▶ _Records provided_:
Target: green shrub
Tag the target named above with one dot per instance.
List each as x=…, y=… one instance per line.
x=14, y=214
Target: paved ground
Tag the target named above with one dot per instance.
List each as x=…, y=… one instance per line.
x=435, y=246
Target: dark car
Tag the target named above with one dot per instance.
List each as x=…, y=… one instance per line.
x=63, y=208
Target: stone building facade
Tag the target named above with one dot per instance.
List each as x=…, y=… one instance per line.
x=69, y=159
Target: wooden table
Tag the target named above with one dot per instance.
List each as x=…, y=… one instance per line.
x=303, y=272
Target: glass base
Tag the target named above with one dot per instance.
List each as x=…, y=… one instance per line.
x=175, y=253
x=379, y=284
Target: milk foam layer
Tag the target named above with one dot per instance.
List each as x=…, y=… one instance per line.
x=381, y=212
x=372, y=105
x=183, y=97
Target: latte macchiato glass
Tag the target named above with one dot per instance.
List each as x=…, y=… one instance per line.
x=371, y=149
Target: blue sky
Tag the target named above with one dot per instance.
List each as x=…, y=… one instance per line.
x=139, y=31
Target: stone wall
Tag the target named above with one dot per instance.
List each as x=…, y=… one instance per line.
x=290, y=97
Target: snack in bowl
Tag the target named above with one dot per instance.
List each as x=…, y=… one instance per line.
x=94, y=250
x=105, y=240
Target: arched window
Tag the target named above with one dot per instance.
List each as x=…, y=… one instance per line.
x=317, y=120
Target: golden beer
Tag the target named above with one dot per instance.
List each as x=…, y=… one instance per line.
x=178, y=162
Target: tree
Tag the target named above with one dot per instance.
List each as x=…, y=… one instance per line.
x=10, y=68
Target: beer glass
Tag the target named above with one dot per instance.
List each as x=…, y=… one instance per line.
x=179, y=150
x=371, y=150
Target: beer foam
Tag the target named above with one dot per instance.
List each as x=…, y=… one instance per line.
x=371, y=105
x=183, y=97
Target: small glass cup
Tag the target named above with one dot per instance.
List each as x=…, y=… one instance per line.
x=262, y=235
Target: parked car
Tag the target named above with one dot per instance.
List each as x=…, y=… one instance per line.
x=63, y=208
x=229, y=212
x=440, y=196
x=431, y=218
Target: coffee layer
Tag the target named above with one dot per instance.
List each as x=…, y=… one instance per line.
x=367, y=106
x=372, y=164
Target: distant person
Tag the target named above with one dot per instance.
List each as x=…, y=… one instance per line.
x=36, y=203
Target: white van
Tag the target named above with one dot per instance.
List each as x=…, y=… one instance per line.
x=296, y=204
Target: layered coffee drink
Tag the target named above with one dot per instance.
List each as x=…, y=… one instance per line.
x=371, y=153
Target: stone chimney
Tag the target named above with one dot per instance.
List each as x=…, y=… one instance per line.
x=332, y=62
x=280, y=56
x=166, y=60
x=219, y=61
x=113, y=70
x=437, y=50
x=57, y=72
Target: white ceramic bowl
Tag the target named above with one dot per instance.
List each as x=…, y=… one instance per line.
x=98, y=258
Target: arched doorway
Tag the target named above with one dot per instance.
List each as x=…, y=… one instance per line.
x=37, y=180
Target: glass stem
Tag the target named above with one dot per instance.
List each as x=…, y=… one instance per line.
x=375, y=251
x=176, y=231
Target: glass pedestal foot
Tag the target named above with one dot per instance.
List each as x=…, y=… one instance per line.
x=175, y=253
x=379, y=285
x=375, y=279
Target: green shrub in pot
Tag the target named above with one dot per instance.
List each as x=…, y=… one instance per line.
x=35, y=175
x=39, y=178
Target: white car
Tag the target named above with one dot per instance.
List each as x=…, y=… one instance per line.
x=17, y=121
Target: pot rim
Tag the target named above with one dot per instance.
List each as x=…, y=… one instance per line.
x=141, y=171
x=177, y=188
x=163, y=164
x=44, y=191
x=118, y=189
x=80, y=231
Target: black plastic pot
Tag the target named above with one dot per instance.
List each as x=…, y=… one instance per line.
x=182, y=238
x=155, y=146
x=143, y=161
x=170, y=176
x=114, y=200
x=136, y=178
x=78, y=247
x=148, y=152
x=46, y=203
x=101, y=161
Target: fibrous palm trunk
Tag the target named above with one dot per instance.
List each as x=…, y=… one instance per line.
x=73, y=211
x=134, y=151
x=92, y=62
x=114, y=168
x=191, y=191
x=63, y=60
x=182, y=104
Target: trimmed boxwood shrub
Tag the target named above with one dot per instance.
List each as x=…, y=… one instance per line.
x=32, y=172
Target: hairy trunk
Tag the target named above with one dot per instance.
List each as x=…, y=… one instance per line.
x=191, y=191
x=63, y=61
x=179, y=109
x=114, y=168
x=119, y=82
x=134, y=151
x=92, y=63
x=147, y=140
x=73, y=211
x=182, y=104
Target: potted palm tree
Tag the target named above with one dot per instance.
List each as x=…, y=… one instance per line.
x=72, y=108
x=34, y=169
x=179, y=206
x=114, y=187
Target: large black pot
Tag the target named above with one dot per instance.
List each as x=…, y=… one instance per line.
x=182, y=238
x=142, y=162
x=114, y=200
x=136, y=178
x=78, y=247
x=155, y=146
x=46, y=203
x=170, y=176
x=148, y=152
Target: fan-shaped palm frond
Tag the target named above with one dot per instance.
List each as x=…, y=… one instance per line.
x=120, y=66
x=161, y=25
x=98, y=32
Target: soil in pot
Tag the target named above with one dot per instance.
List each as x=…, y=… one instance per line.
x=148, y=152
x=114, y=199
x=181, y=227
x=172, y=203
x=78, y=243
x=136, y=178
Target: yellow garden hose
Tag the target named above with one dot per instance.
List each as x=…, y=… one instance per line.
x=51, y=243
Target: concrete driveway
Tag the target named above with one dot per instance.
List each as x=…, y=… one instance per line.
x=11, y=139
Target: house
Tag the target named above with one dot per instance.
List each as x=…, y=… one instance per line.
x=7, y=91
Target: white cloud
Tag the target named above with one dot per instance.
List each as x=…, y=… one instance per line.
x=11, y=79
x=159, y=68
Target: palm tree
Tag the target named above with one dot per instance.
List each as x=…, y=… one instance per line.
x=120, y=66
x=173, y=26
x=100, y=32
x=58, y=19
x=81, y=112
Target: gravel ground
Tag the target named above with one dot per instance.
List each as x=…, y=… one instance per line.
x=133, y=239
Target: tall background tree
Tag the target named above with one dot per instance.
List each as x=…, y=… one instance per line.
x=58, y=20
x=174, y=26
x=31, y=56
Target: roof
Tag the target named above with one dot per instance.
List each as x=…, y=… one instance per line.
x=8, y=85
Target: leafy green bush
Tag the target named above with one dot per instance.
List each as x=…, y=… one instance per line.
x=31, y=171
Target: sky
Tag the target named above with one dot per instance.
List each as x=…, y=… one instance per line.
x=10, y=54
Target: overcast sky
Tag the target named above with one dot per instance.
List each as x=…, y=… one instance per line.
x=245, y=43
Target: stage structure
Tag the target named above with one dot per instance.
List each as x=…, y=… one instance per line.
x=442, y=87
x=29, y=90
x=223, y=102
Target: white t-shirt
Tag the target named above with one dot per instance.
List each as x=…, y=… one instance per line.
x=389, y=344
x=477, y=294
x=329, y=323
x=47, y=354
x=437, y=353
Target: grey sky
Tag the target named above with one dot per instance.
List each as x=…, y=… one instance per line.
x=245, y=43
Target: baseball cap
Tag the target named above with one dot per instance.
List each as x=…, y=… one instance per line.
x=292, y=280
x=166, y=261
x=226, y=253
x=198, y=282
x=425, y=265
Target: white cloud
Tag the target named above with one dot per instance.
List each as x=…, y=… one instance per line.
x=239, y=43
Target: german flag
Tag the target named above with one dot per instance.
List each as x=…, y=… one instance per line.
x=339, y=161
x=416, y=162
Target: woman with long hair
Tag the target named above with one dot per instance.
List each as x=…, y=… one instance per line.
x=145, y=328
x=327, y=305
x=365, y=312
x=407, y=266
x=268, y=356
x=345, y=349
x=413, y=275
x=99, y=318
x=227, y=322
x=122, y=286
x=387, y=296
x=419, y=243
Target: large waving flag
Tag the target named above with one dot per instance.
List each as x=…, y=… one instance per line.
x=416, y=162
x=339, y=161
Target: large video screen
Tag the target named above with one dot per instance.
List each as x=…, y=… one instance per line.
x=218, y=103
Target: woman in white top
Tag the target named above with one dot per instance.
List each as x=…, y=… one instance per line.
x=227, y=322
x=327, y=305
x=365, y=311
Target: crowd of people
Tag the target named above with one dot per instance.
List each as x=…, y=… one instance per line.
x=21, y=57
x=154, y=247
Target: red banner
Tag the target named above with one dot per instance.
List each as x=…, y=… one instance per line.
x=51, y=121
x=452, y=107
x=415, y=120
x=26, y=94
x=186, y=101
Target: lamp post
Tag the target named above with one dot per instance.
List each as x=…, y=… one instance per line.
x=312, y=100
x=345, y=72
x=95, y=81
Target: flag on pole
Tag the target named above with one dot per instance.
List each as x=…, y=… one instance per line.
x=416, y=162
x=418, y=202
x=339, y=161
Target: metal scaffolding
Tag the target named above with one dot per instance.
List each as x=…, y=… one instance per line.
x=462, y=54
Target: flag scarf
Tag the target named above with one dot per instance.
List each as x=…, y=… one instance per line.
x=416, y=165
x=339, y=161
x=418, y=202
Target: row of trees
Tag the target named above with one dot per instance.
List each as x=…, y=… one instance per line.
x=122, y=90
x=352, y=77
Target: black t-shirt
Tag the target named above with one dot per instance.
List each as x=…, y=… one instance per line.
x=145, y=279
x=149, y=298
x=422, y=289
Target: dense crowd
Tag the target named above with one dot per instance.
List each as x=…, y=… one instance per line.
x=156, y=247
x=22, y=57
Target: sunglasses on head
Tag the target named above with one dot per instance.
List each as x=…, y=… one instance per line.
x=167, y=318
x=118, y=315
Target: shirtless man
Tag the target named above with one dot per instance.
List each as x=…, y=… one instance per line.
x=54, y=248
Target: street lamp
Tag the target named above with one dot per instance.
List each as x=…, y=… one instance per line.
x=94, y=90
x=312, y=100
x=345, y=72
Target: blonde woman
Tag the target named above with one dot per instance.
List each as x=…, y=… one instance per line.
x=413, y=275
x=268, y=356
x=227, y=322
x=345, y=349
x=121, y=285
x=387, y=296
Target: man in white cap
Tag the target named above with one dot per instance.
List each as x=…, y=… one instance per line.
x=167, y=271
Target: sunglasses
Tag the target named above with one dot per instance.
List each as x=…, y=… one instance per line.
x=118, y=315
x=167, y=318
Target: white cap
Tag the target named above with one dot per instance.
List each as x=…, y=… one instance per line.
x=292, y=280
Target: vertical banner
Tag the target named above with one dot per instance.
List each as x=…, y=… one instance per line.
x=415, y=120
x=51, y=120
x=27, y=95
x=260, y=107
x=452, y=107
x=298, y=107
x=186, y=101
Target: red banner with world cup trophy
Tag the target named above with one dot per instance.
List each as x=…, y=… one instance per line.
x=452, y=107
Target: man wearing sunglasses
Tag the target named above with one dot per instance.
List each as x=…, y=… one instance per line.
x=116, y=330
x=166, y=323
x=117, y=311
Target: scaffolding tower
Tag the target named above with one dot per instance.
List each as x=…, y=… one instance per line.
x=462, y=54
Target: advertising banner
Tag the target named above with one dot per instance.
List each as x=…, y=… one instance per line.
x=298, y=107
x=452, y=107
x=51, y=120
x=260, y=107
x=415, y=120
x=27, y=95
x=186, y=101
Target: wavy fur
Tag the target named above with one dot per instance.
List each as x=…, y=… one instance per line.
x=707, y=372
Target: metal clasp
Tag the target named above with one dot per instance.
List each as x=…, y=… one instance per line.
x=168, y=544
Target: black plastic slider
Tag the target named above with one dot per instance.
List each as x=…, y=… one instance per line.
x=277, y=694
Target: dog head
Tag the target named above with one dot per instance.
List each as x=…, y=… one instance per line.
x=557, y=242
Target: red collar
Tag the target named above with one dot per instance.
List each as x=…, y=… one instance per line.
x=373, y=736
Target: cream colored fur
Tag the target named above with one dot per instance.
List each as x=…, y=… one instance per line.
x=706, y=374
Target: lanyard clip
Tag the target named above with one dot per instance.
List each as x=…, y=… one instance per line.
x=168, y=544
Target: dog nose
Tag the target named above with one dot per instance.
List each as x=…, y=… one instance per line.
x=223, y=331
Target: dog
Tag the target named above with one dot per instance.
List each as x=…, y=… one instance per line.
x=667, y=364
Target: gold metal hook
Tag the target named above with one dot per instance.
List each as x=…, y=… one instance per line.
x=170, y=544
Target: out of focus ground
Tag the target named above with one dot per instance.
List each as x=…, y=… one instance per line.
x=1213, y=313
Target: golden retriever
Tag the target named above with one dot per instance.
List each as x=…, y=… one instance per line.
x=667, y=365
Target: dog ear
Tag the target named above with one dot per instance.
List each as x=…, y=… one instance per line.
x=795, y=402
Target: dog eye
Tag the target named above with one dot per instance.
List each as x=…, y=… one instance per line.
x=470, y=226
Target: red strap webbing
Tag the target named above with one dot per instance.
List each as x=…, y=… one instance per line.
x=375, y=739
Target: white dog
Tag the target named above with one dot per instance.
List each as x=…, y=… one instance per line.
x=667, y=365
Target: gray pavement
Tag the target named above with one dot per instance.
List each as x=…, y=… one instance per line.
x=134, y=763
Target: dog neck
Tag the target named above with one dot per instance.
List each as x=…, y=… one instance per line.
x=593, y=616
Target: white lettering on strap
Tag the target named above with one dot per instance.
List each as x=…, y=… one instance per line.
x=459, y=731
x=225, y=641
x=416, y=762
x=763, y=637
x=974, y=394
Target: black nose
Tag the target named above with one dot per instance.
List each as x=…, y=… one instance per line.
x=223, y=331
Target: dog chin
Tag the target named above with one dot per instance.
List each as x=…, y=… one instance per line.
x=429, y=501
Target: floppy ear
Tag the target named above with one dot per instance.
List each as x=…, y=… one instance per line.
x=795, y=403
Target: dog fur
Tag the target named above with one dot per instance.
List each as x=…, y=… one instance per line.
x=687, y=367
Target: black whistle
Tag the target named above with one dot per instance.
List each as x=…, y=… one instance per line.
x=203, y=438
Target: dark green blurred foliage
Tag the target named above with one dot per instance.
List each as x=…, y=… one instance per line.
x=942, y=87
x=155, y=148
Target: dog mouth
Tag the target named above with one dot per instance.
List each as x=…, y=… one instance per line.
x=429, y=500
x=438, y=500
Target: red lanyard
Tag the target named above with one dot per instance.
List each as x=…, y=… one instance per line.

▶ _Activity_: Search the material for the word "crowd" and copy every matching line.

▶ _Reply to the task_:
Target: crowd of people
Target: dense crowd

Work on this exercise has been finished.